Months ago I saw a former member of some boy band on the Jimmy Kimmel show. He told a story about how he had a back and forth on-stage rivalry with one of the other band members.
Most nights they would trade insults but at one show he decided not to fight back. The other guy kept throwing out more outrageous and wild insults trying to get a response. Pretty soon the audience started booing the guy throwing unprovoked insults.
That sounds a lot like Obama's strategy for dealing with ugly attacks. When Alan Keyes and Hillary Clinton started going negative it ended up hurting them far more than it hurt Obama because he refuses to act in the same ugly manner.
But that doesn't mean Obama fails to respond. His usual response is to: 1) point out that this is the kind of ugly politics people are sick of, 2) point out how ridiculous the ugly attack is, and 3) talk about the issue in a more substantive way. In that way, Obama is able to go on the attack without giving people that slimy feeling they get when they hear negative attacks from other candidates.
= = =
WORK TO DO »
(1) For each statement, say whether it agrees with the post on Obama's strategy, answering yes or no and quoting the deciding words of the post: (a) The former boy band member appeared on the Jimmy Kimmel show. (b) Obama generally does not respond to attacks. (c) The audience booed the band member who kept throwing insults.
(2) Reproduce the lines of the listing starting at the line that contains "the shirt sleeve" and ending at the end of the listing, leaving out the pictures.
The listing has no connection to the post on Obama's strategy.
= = =
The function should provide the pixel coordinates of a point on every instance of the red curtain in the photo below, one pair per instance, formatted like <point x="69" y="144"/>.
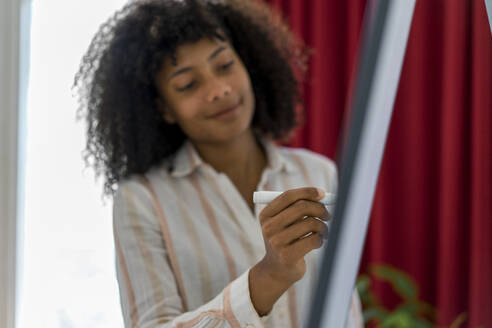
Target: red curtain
<point x="432" y="213"/>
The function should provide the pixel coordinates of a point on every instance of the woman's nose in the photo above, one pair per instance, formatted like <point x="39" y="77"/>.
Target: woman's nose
<point x="218" y="90"/>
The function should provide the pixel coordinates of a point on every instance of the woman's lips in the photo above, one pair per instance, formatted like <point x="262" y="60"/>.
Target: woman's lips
<point x="227" y="113"/>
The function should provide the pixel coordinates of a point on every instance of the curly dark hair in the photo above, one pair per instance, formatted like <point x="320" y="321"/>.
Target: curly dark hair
<point x="115" y="83"/>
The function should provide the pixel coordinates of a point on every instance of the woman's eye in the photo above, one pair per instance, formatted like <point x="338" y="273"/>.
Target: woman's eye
<point x="187" y="87"/>
<point x="226" y="66"/>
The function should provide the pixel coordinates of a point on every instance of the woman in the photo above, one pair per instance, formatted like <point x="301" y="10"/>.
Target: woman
<point x="184" y="100"/>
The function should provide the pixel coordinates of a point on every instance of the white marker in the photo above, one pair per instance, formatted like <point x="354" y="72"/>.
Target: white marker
<point x="265" y="197"/>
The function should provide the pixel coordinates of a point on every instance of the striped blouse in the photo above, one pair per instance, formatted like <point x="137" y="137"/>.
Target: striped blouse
<point x="185" y="241"/>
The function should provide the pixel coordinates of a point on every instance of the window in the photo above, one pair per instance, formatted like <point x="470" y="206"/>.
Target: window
<point x="67" y="277"/>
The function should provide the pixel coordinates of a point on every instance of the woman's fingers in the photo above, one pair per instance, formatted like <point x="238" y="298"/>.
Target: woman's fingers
<point x="297" y="250"/>
<point x="299" y="230"/>
<point x="295" y="212"/>
<point x="288" y="198"/>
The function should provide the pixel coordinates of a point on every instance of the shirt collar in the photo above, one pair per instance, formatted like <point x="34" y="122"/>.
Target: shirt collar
<point x="187" y="159"/>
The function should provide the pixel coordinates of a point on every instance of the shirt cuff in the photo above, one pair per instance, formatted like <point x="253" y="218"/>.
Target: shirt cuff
<point x="240" y="306"/>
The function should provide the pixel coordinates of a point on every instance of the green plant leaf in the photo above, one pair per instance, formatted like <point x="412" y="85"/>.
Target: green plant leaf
<point x="398" y="319"/>
<point x="401" y="283"/>
<point x="374" y="313"/>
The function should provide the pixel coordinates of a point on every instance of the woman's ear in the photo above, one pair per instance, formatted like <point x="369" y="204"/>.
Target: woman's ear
<point x="166" y="112"/>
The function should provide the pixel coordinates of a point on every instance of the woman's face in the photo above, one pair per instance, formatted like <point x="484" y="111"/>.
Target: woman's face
<point x="208" y="92"/>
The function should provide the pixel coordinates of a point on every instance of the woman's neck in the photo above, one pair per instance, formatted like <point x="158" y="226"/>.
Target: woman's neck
<point x="241" y="159"/>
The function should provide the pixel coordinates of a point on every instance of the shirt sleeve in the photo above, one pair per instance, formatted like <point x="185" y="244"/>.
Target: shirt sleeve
<point x="148" y="289"/>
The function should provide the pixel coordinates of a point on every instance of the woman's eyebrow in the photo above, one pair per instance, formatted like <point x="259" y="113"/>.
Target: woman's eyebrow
<point x="187" y="68"/>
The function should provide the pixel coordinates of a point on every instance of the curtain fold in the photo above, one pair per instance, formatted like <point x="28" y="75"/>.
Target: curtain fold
<point x="432" y="212"/>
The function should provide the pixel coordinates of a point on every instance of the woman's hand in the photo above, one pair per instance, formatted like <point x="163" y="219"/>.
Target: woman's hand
<point x="292" y="227"/>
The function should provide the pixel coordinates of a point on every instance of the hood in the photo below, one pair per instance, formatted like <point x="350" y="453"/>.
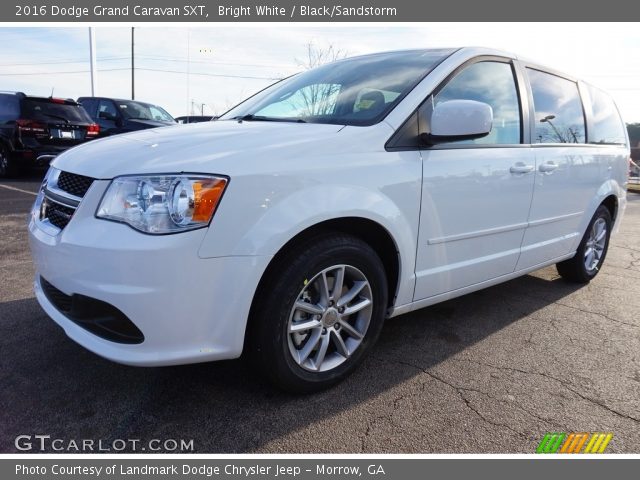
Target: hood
<point x="143" y="123"/>
<point x="209" y="147"/>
= = =
PER-TASK OUTPUTS »
(1)
(a) Yes: "I saw a former member of some boy band on the Jimmy Kimmel show."
(b) No: "But that doesn't mean Obama fails to respond."
(c) Yes: "Pretty soon the audience started booing the guy throwing unprovoked insults."

(2)
The function should provide the pixel coordinates of a point on every instance of the shirt sleeve in the photo above, one pair per instance, formatted like <point x="185" y="244"/>.
Target: shirt sleeve
<point x="148" y="289"/>
The function should provide the pixel coordinates of a point on every instance of the woman's eyebrow in the photo above, one pair per instance, formatted like <point x="259" y="113"/>.
Target: woman's eyebrow
<point x="187" y="68"/>
The function should provide the pixel coordinates of a point on every instance of the curtain fold in the photo above, one pair per instance, formatted like <point x="28" y="75"/>.
Target: curtain fold
<point x="432" y="212"/>
The function should provide the pixel coordinates of a point on every instance of the woman's hand in the photo above, one pair per instance, formatted like <point x="163" y="219"/>.
Target: woman's hand
<point x="292" y="227"/>
The function should provide the pixel coordinates of a point on every instance of the hood in the photo below, one pair per instance, formatted like <point x="350" y="453"/>.
Target: hood
<point x="143" y="123"/>
<point x="209" y="147"/>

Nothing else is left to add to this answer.